▶ _Extracted text_:
We also analyzed the association of the spatial distribution of Aβ deposits (i.e., TAP score), and semiquantification of neuritic plaques (i.e., CERAD score) with the presence of clinical signs of dementia and the burden of neurofibrillary tangle pathology (i.e., Braak stage). Although CERAD C3 showed a high specificity for the diagnosis of dementia, the sensitivity was low. Conversely, TAP A3 showed an excellent sensitivity and specificity for dementia before death indicating that the extension of plaques rather than the cortical presence of neuritic plaques correlates better with diagnosis of dementia. However, the correlation with Braak stage was similar between CERAD and TAP.

With the aim of simplifying diagnosis of cases in brain banks, we analyzed the possibility of evaluating CERAD score with Aβ IHC, avoiding the need for staining with two different techniques to determine CERAD and TAP scores. Overall, the agreement was moderate (49/70; 70 %) indicative of the difficulties associated with identifying different types of plaques by IHC, as described previously in an inter-laboratory IHC assessment of Aβ peptide [1].

Taking advantage of the singularity of the trend of the cases in our cohort to follow the hierarchical distribution of Aβ pathology described by Thal et al. [18], we developed an algorithm in which it is possible to relate cases from CERAD scores to TAP scores with moderate to high reliability (Fig. 2) which was validated with a second group of subjects with high accuracy. This would facilitate the imputation of Thal scores for cases in brain banks, limiting the time and high costs associated with updating pathology data to correspond to NIA-AA criteria, rendering the material useful as research material for future studies.

▶ _Records_:
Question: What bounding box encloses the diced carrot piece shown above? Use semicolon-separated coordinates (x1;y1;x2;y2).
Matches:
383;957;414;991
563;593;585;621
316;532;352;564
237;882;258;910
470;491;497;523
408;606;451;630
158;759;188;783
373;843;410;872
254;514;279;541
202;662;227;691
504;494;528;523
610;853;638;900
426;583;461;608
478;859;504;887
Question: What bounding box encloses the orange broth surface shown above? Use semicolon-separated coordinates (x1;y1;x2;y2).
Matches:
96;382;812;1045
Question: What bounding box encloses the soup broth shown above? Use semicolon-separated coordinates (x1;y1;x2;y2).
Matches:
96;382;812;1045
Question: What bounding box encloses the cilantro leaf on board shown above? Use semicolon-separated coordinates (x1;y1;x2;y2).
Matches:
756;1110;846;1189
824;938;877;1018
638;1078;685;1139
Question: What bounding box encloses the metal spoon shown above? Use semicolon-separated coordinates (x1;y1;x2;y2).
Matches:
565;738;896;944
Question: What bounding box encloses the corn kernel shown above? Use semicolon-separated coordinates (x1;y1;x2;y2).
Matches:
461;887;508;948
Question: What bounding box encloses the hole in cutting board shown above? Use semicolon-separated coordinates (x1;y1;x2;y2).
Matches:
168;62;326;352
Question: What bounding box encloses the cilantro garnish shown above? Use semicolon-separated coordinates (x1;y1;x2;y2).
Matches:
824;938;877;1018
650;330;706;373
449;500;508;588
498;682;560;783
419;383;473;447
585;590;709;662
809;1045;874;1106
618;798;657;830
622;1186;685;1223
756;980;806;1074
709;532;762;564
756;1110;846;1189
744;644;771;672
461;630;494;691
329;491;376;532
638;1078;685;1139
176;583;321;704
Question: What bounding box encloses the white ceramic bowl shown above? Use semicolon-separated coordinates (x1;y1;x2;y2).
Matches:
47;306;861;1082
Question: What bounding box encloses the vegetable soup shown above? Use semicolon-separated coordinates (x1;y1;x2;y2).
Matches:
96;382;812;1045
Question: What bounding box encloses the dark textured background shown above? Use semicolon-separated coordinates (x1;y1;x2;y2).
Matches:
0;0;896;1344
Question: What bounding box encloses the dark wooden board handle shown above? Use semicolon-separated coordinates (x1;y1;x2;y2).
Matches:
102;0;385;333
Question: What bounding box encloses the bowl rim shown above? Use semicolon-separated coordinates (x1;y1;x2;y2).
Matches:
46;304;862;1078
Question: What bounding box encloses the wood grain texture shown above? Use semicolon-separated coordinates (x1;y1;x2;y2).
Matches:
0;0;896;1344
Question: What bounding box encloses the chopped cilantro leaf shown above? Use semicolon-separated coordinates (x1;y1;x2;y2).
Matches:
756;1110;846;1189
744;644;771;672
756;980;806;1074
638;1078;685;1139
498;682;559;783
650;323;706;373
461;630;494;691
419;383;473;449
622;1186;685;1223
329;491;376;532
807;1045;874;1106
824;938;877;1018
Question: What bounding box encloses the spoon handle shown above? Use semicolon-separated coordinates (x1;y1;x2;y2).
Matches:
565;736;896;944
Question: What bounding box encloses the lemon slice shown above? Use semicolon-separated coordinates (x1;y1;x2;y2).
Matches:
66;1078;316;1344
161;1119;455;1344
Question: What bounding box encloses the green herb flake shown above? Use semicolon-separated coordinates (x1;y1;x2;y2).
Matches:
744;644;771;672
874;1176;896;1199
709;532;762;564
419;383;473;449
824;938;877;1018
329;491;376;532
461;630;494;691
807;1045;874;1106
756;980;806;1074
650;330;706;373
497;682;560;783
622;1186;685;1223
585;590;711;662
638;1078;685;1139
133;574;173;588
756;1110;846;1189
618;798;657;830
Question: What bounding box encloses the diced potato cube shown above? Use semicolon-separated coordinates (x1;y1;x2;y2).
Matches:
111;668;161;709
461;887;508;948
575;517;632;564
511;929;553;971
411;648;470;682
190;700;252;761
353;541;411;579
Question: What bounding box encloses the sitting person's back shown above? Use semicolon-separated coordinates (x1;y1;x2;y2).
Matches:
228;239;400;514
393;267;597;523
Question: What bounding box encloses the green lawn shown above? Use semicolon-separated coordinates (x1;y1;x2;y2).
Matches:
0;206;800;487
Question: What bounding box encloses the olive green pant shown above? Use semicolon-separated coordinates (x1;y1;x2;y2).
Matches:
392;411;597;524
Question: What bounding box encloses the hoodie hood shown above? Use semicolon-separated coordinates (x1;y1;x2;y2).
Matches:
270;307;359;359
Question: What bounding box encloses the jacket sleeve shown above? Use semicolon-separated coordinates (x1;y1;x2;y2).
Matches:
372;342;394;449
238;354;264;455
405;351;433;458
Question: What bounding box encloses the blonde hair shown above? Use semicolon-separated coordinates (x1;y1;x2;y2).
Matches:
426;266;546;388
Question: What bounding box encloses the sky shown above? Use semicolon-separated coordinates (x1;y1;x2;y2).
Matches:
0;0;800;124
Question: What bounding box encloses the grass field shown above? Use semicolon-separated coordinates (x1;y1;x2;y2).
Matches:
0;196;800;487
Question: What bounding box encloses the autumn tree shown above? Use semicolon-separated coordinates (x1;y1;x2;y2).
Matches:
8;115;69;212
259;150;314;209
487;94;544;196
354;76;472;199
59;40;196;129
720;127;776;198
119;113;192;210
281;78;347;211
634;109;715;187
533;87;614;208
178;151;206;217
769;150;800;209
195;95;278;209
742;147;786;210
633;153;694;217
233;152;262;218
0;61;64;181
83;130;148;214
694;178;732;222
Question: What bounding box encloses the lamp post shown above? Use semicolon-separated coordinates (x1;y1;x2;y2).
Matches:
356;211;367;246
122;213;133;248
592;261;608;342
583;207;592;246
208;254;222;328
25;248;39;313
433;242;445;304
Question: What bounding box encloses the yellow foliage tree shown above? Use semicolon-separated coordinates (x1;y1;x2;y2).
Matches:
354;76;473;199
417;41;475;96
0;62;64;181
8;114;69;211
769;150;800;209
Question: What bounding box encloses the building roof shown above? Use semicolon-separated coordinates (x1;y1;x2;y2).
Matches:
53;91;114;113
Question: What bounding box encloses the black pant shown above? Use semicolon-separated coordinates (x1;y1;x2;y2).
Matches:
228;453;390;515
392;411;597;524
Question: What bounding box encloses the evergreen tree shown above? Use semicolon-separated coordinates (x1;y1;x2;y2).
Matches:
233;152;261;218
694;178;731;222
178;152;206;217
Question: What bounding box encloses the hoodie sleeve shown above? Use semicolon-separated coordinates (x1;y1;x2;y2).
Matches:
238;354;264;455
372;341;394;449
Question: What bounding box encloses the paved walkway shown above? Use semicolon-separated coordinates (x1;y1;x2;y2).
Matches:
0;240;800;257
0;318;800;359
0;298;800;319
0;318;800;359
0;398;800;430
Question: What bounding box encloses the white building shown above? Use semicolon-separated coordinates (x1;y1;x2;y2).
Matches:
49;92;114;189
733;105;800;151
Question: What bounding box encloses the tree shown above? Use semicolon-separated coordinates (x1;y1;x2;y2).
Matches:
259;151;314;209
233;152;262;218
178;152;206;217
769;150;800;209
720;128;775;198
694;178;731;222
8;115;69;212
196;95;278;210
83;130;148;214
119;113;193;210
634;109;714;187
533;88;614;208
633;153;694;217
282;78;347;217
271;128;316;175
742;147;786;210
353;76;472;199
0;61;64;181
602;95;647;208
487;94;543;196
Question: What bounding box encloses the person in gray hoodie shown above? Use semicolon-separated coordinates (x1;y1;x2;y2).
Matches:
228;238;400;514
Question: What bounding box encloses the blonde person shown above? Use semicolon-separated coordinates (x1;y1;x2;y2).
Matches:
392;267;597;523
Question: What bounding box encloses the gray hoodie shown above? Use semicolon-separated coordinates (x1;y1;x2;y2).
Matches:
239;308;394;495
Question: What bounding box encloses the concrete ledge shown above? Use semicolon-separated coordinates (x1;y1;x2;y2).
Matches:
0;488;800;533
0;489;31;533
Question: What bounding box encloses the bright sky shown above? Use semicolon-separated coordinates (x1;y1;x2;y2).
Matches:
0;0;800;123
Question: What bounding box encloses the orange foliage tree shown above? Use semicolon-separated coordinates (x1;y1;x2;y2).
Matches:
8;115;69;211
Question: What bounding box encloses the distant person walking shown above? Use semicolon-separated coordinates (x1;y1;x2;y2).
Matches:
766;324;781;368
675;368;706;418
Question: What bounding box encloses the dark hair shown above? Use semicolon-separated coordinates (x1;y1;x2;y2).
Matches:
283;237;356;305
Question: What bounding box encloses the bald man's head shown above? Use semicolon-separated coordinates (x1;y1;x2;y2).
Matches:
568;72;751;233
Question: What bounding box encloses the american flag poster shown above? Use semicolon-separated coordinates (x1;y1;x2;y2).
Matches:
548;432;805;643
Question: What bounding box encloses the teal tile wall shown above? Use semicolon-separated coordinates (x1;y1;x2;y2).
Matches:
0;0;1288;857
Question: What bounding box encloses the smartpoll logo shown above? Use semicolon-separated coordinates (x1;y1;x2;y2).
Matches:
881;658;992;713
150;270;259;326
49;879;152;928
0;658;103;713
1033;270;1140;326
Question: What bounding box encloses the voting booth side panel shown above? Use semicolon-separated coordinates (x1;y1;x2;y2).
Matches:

▶ _What to produce_: From the passage on CERAD and TAP scoring above the material, print the part that opens with the words containing "Taking advantage of" and closes with "for future studies.".

▶ _Your response_:
Taking advantage of the singularity of the trend of the cases in our cohort to follow the hierarchical distribution of Aβ pathology described by Thal et al. [18], we developed an algorithm in which it is possible to relate cases from CERAD scores to TAP scores with moderate to high reliability (Fig. 2) which was validated with a second group of subjects with high accuracy. This would facilitate the imputation of Thal scores for cases in brain banks, limiting the time and high costs associated with updating pathology data to correspond to NIA-AA criteria, rendering the material useful as research material for future studies.